* [Task item] Line by line, output the data that follows exactly as written.

[[ Available records open ]]

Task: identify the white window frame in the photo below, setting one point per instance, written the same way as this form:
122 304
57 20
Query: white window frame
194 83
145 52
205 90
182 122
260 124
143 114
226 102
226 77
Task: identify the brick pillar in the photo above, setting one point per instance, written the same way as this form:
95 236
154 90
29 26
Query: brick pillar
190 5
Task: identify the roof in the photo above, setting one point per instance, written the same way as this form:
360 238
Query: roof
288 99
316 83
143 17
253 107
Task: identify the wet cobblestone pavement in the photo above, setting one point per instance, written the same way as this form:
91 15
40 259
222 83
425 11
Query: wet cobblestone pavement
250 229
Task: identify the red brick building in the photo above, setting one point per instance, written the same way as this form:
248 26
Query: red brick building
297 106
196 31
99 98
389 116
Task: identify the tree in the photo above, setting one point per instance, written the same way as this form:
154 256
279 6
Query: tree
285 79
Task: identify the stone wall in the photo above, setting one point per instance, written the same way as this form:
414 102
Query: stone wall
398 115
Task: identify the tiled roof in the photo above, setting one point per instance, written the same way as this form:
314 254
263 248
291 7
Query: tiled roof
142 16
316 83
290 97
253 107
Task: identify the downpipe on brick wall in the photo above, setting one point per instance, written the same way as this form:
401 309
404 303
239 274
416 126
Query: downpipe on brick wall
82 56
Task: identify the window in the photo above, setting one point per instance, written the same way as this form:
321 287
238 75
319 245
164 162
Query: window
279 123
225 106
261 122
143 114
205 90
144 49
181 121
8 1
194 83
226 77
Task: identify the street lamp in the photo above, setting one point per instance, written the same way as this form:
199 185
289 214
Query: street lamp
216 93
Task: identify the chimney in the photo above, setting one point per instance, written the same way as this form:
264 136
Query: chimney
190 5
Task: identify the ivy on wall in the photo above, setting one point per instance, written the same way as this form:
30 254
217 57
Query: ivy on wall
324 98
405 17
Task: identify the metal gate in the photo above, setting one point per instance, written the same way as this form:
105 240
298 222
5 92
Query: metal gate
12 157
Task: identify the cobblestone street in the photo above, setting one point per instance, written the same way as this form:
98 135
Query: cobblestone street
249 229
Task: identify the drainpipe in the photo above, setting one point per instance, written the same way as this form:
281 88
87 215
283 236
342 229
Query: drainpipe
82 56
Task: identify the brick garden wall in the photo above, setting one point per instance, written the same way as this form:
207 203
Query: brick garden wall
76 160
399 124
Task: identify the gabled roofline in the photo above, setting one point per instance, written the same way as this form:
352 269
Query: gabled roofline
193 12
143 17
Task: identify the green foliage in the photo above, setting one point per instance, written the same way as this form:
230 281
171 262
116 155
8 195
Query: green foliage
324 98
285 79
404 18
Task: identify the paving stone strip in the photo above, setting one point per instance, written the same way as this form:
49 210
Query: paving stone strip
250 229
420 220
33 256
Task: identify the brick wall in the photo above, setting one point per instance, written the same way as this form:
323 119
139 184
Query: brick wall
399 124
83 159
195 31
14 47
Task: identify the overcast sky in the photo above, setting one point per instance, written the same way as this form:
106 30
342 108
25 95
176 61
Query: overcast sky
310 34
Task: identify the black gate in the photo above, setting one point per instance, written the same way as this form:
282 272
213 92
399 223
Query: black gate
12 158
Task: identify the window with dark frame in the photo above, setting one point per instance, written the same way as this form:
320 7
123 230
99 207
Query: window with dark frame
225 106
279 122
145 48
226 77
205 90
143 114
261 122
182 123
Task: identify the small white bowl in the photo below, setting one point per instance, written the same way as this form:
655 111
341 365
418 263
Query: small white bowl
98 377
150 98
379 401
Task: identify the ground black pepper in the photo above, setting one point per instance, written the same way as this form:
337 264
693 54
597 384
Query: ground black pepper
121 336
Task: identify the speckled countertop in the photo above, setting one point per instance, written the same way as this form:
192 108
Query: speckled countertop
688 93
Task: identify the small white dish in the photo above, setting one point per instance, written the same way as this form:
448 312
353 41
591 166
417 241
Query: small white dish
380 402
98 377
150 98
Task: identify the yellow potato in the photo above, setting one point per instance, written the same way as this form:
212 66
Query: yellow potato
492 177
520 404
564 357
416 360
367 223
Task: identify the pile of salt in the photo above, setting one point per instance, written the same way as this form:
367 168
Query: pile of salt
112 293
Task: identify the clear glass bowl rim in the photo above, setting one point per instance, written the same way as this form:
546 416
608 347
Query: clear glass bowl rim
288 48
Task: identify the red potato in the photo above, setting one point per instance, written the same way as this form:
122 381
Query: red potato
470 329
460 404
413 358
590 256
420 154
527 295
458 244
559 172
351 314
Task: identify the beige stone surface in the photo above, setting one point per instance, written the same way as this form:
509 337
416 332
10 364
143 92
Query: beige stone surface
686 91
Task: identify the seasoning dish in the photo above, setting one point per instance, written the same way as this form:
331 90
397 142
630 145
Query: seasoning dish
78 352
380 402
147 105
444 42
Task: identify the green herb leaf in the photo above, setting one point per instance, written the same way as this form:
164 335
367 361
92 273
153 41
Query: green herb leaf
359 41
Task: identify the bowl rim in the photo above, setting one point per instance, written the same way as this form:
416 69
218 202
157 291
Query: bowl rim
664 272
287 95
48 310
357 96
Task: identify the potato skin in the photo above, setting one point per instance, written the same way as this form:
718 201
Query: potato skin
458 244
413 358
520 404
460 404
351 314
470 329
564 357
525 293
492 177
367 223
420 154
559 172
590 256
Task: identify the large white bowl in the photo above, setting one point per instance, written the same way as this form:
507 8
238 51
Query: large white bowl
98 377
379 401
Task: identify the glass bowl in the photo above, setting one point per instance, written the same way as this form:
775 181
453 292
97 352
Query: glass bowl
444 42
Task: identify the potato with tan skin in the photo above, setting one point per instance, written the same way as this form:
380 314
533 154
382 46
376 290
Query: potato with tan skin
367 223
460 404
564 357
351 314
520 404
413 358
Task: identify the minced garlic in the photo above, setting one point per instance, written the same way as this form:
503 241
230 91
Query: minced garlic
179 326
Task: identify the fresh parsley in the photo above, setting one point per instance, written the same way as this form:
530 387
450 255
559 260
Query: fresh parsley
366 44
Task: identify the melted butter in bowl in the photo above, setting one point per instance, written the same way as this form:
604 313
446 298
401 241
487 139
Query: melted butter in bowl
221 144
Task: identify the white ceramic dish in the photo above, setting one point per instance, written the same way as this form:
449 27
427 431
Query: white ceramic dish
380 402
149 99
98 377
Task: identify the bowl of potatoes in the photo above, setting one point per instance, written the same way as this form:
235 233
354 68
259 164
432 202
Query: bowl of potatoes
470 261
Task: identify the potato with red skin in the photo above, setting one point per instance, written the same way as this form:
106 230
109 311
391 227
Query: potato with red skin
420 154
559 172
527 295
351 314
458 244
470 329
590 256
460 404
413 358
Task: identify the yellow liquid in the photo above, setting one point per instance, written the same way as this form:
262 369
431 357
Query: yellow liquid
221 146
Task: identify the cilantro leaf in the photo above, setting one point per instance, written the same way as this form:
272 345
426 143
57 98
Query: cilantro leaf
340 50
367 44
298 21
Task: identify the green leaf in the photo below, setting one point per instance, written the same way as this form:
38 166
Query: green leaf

[[ Available records closed ]]

* [Written response]
Task: identify the white window frame in the photo below, setting one point per instance, written the same way as this form:
122 304
57 20
Query: white window frame
194 83
145 52
205 90
182 122
260 124
143 114
226 102
226 77
Task: identify the brick pillar in the photo above, setting one point per instance, written the same way as this form:
95 236
154 90
29 26
Query: brick pillar
190 5
Task: identify the roof in the photo above, setting one point per instance, written the same way as this form:
360 238
Query: roof
288 99
316 83
143 17
253 107
Task: identify the wet cobblestone pavement in the photo above, setting one point per instance, written the same way as this form:
91 15
40 259
222 83
425 11
Query: wet cobblestone pavement
250 229
Task: identify the red brick building in the photo above, setting one point per instance, written the same way as this form:
248 26
Query: red brick building
297 106
196 31
99 98
389 116
Task: identify the tree in the photo above, setting one point per instance, written the same way as this form:
154 256
279 6
Query: tree
285 79
Task: identify the stone wall in the photo above, setting one point per instance, written the same way as this form:
414 102
Query: stone wall
398 115
Task: identify the tiled roof in the photo above, setting one point per instance, written the same way as this form:
314 254
263 248
291 7
Query: tiled roof
142 16
316 83
290 97
253 107
Task: identify the downpipe on brick wall in the photo above, setting one point per instance, written the same way as this form:
401 309
404 303
239 274
416 126
Query: downpipe on brick wall
82 56
Task: identify the window in the photo above, setting one point per instance, written the same way as this form:
321 287
238 75
319 245
164 162
Query: window
279 123
225 106
261 122
143 114
205 90
144 49
181 121
8 1
194 83
226 77
Task: identify the street lamp in the photo above, setting one point per instance, written the same way as this form:
199 185
289 214
Query: street lamp
216 93
Task: identify the chimney in the photo above, setting one point per instance, written the same way as this form:
264 136
Query: chimney
190 5
Task: identify the ivy on wall in the photo above, setting one point per instance, written the same way as this form:
30 254
217 57
Query: ivy on wall
324 98
405 17
Task: identify the metal gate in the photo above, setting one point per instance, written the same way as this form:
105 240
298 222
5 92
Query: metal gate
12 157
Task: identify the cobblestone street in the photo above, setting one point per instance, written the same way as this form:
98 135
Query: cobblestone street
249 229
Task: identify the drainpipe in the photo above, setting one point per instance, written the same way as this form:
281 88
87 215
283 236
342 229
Query: drainpipe
82 56
Task: identify the brick garden wall in the photo above, setting one point per instance, written the same way as this form:
207 203
Query: brick garden wall
76 160
399 124
Task: identify the gabled roofline in the photo above, setting one point per instance, written the same way as this form:
352 269
Query: gabled roofline
193 12
143 17
Task: identify the green foliage in the photo above, setting one point per instance, written the same way as this form:
230 281
171 262
116 155
8 195
Query: green foliage
324 98
285 79
404 18
Task: identify the paving stone strip in the photo above, setting one point per instance, written the same way as this form:
49 210
Query: paving stone strip
250 229
420 220
33 256
Task: identify the brick wall in the photo above, setting one point per instance, written the same way as this form:
323 119
139 184
Query: brick wall
399 124
83 159
195 31
14 47
Task: identify the overcast sky in the photo above, setting one point per instance, written the same way as this form:
106 30
342 108
25 95
176 61
Query: overcast sky
310 34
Task: identify the black gate in the photo above, setting one point per instance, written the same way as this form:
282 272
213 92
399 223
Query: black gate
12 158
Task: identify the window with dark frame in the photo above, setting one point per instance, written the same way as this form:
320 7
123 230
99 207
Query: window with dark frame
225 106
279 122
145 48
226 77
205 90
143 114
261 122
182 123
Task: identify the small white bowl in the photo below, setting one point per instance, written the same way as this form:
655 111
341 365
418 263
Query: small white bowl
98 377
150 98
379 401
Task: identify the ground black pepper in the photo above, setting one point per instance, written the same way as this form:
337 264
693 54
597 384
Query: ground black pepper
121 336
Task: identify the speckled countertop in the photo above, setting one point per instance, written the same way as this form:
192 108
Query: speckled countertop
688 93
Task: identify the small white dish in the photo above, setting one point per instance, written the same way as this form:
448 312
353 41
591 166
417 241
Query: small white dish
380 402
98 377
150 98
Task: identify the yellow potato in the photo above, setting one point per instance, written the same way as this form:
212 66
Query: yellow potato
492 177
520 404
564 357
416 360
367 223
Task: identify the pile of salt in the photo above, setting one point per instance, written the same way as this form:
367 168
Query: pile of salt
112 293
Task: identify the clear glass bowl rim in the photo above, setting one point per instance, written the same way as this form:
546 416
608 347
Query: clear glass bowl rim
288 48
Task: identify the red potato in the photo above, setting one point per instance, written the same way as this form:
122 381
Query: red potato
470 329
460 404
413 358
590 256
420 154
527 295
458 244
559 172
351 314
Task: identify the beige stone surface in the photo above, setting one point per instance, written the same way as this form:
509 337
416 332
10 364
143 92
Query: beige stone surface
686 91
Task: identify the seasoning dish in the photo above, setting one point per instance, written the same way as this form:
331 90
397 142
630 145
Query: seasoning dish
78 352
380 402
147 105
444 42
Task: identify the green herb leaf in the photo above, setting one point per instance, written the same way as this form:
164 335
367 361
92 273
153 41
Query: green herb leaf
359 41
Task: identify the bowl rim in the photo above, setting one point per instance, written the same way as this form:
416 69
218 202
157 291
Query: bowl rim
664 272
287 95
48 310
357 96
Task: identify the potato skin in the photo above, setting one point per instance, written the same way as this form:
718 201
Query: potato skin
458 244
413 358
520 404
460 404
351 314
470 329
564 357
525 293
492 177
367 223
420 154
559 172
590 256
Task: identify the large white bowl in the photo above, setting one point per instance, written the same way as this form:
507 8
238 51
Query: large white bowl
98 377
379 401
Task: identify the glass bowl in the photo above, setting one point per instance, written the same way as this form:
775 181
453 292
97 352
Query: glass bowl
444 42
Task: identify the potato with tan skin in the photo above, setting one point per instance, written the same way as this form:
380 314
533 154
382 46
376 290
Query: potato with tan skin
367 223
460 404
564 357
351 314
520 404
413 358
Task: identify the minced garlic in the photo above, setting one point per instance, written the same way as this form:
503 241
230 91
Query: minced garlic
179 326
Task: identify the fresh parsley in the photo above, setting one point per instance, written the same way as this form:
530 387
450 255
559 260
Query: fresh parsley
366 44
Task: identify the melted butter in bowl in the photo above, setting one point per instance, written the same way as this form:
604 313
446 298
401 241
487 139
Query: melted butter in bowl
221 144
Task: identify the white ceramic dish in the photo above, setting one point per instance, written the same way as this form:
449 27
427 431
Query: white ceramic dish
380 402
149 99
98 377
Task: identify the bowl of potatoes in the photo above, setting one point per instance, written the same way as this form:
235 233
354 68
259 164
432 202
Query: bowl of potatoes
470 261
Task: identify the potato with red skin in the photo above, setting one point per instance, written the same way as this form:
106 230
109 311
391 227
Query: potato with red skin
420 154
559 172
527 295
351 314
458 244
470 329
590 256
460 404
413 358
Task: identify the yellow liquid in the photo above, setting one point per instance, written the same way as this form:
262 369
431 357
Query: yellow liquid
221 146
Task: identify the cilantro leaf in the photo above, setting one point per instance, written the same way as this form:
272 345
426 143
57 98
Query: cilantro leaf
340 50
367 44
298 21
Task: identify the green leaf in the photo below, setting one point per instance, written the same way as this form:
38 166
Query: green leaf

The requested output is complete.